==== Entries shown ====

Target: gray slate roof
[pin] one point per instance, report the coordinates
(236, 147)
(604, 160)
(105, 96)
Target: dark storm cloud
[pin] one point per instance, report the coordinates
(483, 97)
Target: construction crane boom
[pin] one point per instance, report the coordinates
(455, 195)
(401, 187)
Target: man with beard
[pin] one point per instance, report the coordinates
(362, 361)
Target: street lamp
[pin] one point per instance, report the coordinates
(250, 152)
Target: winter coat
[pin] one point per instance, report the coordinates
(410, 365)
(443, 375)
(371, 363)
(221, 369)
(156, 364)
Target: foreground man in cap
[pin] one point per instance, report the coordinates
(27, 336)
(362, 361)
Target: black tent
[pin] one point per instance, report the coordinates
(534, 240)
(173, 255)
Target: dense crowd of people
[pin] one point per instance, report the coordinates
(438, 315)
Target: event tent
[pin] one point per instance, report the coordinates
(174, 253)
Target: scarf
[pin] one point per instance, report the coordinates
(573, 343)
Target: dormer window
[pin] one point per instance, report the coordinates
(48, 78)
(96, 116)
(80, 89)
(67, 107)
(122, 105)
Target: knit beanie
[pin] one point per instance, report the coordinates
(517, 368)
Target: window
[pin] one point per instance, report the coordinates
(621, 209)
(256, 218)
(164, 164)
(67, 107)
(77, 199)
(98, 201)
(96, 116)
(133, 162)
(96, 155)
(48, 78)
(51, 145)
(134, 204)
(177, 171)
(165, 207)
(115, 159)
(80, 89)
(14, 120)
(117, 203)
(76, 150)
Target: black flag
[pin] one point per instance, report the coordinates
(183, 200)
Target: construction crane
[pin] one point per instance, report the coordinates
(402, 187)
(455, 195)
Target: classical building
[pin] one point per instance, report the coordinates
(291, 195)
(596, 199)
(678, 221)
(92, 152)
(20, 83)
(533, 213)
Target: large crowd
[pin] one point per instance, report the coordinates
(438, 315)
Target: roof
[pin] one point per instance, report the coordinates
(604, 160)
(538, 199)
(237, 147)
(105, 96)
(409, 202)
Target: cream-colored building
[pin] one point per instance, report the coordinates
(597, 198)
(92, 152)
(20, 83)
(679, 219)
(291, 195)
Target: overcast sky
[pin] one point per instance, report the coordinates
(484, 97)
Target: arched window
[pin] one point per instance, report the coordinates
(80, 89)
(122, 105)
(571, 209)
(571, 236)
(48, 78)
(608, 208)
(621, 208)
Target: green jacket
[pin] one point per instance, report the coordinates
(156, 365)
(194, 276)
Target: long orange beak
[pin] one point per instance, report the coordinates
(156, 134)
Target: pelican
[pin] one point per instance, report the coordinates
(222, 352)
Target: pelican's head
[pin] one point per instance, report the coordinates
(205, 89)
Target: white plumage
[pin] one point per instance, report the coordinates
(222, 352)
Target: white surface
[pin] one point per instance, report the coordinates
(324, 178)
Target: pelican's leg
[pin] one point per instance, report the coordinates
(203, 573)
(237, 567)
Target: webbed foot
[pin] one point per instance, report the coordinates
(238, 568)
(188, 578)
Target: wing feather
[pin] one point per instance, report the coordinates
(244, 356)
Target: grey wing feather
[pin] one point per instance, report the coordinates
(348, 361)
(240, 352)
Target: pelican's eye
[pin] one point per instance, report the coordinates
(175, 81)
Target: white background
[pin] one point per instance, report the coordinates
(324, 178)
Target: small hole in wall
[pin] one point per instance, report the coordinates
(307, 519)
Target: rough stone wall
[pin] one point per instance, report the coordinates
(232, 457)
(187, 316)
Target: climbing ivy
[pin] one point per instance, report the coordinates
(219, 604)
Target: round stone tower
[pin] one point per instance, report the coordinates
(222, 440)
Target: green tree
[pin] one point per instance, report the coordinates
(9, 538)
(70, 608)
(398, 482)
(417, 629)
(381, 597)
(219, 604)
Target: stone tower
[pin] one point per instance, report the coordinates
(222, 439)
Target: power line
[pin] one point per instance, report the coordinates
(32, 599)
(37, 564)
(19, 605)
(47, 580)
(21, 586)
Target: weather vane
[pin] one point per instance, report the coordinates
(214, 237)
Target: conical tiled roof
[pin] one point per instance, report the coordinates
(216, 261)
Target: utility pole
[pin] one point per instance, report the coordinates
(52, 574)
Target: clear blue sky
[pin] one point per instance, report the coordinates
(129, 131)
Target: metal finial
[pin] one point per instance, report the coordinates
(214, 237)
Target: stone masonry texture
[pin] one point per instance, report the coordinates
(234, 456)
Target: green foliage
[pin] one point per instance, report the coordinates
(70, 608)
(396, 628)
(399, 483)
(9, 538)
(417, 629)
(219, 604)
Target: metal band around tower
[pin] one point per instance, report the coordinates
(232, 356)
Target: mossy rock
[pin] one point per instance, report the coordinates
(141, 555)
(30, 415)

====

### Stated task
Lay out every line of the records above as a JSON list of strings, one string per line, with blank lines left out.

### Exercise response
[
  "Target: gray slate roof",
  "[pin] one point per instance, report the coordinates",
  "(236, 147)",
  "(604, 160)",
  "(105, 96)",
  "Target: dark storm cloud",
  "[pin] one point per instance, report the coordinates",
  "(483, 97)",
  "Target: construction crane boom",
  "[pin] one point per instance, report the coordinates",
  "(455, 195)",
  "(401, 187)",
  "Target: man with beard",
  "[pin] one point per instance, report the coordinates",
  "(362, 361)",
  "Target: street lamp",
  "[pin] one point per instance, report the coordinates",
  "(250, 152)",
  "Target: winter coat",
  "[pin] one point per instance, report the coordinates",
  "(410, 365)",
  "(443, 375)",
  "(371, 363)",
  "(221, 369)",
  "(156, 364)",
  "Target: foreground man in cap",
  "[pin] one point per instance, report the coordinates",
  "(27, 336)",
  "(362, 361)",
  "Target: black tent",
  "[pin] one point per instance, report the coordinates",
  "(534, 240)",
  "(173, 255)",
  "Target: dense crowd of people",
  "[pin] one point per instance, report the coordinates",
  "(438, 315)",
  "Target: event tent",
  "[pin] one point per instance, report the coordinates",
  "(174, 253)",
  "Target: scarf",
  "[pin] one point per instance, report the coordinates",
  "(573, 343)",
  "Target: dormer window",
  "[pin] one point per instance, report the coordinates",
  "(48, 78)",
  "(96, 116)",
  "(80, 89)",
  "(67, 107)",
  "(122, 105)",
  "Target: knit beanie",
  "[pin] one point per instance, report the coordinates",
  "(517, 368)",
  "Target: window",
  "[pin] one point per instance, report the coordinates",
  "(621, 209)",
  "(256, 218)",
  "(164, 164)",
  "(67, 107)",
  "(77, 199)",
  "(98, 201)",
  "(96, 116)",
  "(133, 162)",
  "(96, 155)",
  "(48, 78)",
  "(51, 145)",
  "(134, 204)",
  "(177, 171)",
  "(165, 207)",
  "(115, 159)",
  "(80, 89)",
  "(14, 120)",
  "(117, 203)",
  "(76, 150)",
  "Target: black flag",
  "[pin] one point per instance, report the coordinates",
  "(183, 200)",
  "Target: construction crane",
  "[pin] one point per instance, report the coordinates",
  "(402, 187)",
  "(455, 195)",
  "Target: classical building",
  "[pin] one point per instance, report the coordinates",
  "(291, 195)",
  "(596, 199)",
  "(678, 221)",
  "(92, 152)",
  "(20, 83)",
  "(533, 213)",
  "Target: large crowd",
  "[pin] one point per instance, report the coordinates",
  "(438, 315)",
  "Target: roof",
  "[pin] one point per instance, report the coordinates",
  "(604, 160)",
  "(538, 199)",
  "(237, 147)",
  "(105, 96)",
  "(409, 202)",
  "Target: cream-colored building",
  "[pin] one point per instance, report the coordinates",
  "(597, 198)",
  "(92, 152)",
  "(20, 83)",
  "(679, 219)",
  "(291, 195)",
  "Target: overcast sky",
  "[pin] one point per instance, report the coordinates",
  "(484, 97)",
  "Target: arched window",
  "[pin] one point per instance, report the coordinates",
  "(80, 89)",
  "(122, 105)",
  "(571, 209)",
  "(571, 236)",
  "(48, 78)",
  "(608, 208)",
  "(621, 208)",
  "Target: green jacket",
  "[pin] one point per instance, report the coordinates",
  "(156, 365)",
  "(194, 276)",
  "Target: long orange beak",
  "[pin] one point per instance, report the coordinates",
  "(156, 134)",
  "Target: pelican",
  "[pin] one point per instance, report the coordinates",
  "(222, 352)",
  "Target: pelican's head",
  "[pin] one point per instance, report the coordinates",
  "(205, 89)",
  "Target: white plumage",
  "[pin] one point per instance, report the coordinates",
  "(222, 352)",
  "Target: white surface",
  "[pin] one point per instance, report the coordinates",
  "(324, 178)",
  "Target: pelican's leg",
  "[pin] one point per instance, report the coordinates",
  "(203, 573)",
  "(237, 567)",
  "Target: webbed foot",
  "[pin] one point per instance, report the coordinates",
  "(238, 568)",
  "(188, 578)",
  "Target: wing feather",
  "[pin] one point per instance, report the coordinates",
  "(244, 356)",
  "Target: grey wing feather",
  "[pin] one point per instance, report the coordinates",
  "(348, 361)",
  "(240, 352)",
  "Target: pelican's eye",
  "[pin] one point per instance, report the coordinates",
  "(175, 81)",
  "Target: white background",
  "[pin] one point per instance, report the coordinates",
  "(324, 178)",
  "Target: small hole in wall",
  "[pin] one point per instance, report the coordinates",
  "(307, 519)",
  "Target: rough stone wall",
  "[pin] one point per instance, report the coordinates",
  "(232, 457)",
  "(187, 316)",
  "Target: climbing ivy",
  "[pin] one point per instance, report the coordinates",
  "(219, 604)",
  "Target: round stone tower",
  "[pin] one point per instance, report the coordinates",
  "(222, 440)",
  "Target: green tree",
  "[pin] one point per instance, report the coordinates",
  "(9, 538)",
  "(70, 608)",
  "(398, 482)",
  "(417, 629)",
  "(381, 597)",
  "(219, 604)",
  "Target: stone tower",
  "[pin] one point per instance, report the coordinates",
  "(222, 439)",
  "Target: power line",
  "[pin] one point per instance, report the coordinates",
  "(32, 599)",
  "(37, 564)",
  "(19, 605)",
  "(47, 580)",
  "(21, 586)",
  "Target: weather vane",
  "[pin] one point per instance, report the coordinates",
  "(214, 237)",
  "Target: conical tiled roof",
  "[pin] one point per instance, report the coordinates",
  "(216, 261)",
  "Target: utility pole",
  "[pin] one point per instance, report the coordinates",
  "(52, 574)",
  "Target: clear blue sky",
  "[pin] one point per instance, report the coordinates",
  "(129, 131)",
  "Target: metal finial",
  "[pin] one point per instance, report the coordinates",
  "(214, 237)",
  "Target: stone masonry texture",
  "[pin] one point per instance, report the coordinates",
  "(234, 456)",
  "Target: green foliage",
  "[pin] one point per instance, report the coordinates",
  "(70, 608)",
  "(396, 628)",
  "(399, 483)",
  "(9, 538)",
  "(417, 629)",
  "(219, 604)",
  "Target: metal band around tower",
  "[pin] one point per instance, report the coordinates",
  "(232, 356)",
  "Target: mossy rock",
  "[pin] one point per instance, report the coordinates",
  "(141, 555)",
  "(30, 415)"
]